** BEGIN Provided material **

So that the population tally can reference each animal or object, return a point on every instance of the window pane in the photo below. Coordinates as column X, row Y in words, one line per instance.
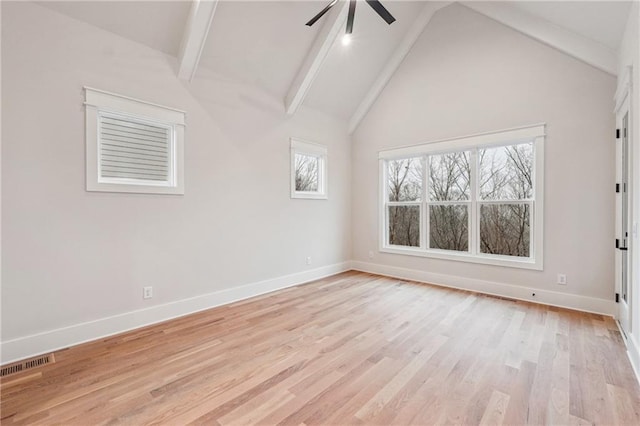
column 405, row 179
column 449, row 176
column 449, row 227
column 505, row 229
column 506, row 172
column 307, row 169
column 404, row 226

** END Provided material **

Goal: Present every line of the data above as a Markdown table with the columns "No." and "Text," one row per line, skipping blank lines and leaving out the pictures.

Output of the task:
| No. | Text |
|---|---|
| 1 | So that the population tally can reference each animal or object, return a point on every instance of the window pane in the photo below. Coordinates as column X, row Y in words, one line per instance. |
| 2 | column 405, row 179 |
| 3 | column 449, row 176 |
| 4 | column 449, row 227 |
| 5 | column 505, row 229 |
| 6 | column 506, row 172 |
| 7 | column 307, row 169 |
| 8 | column 404, row 226 |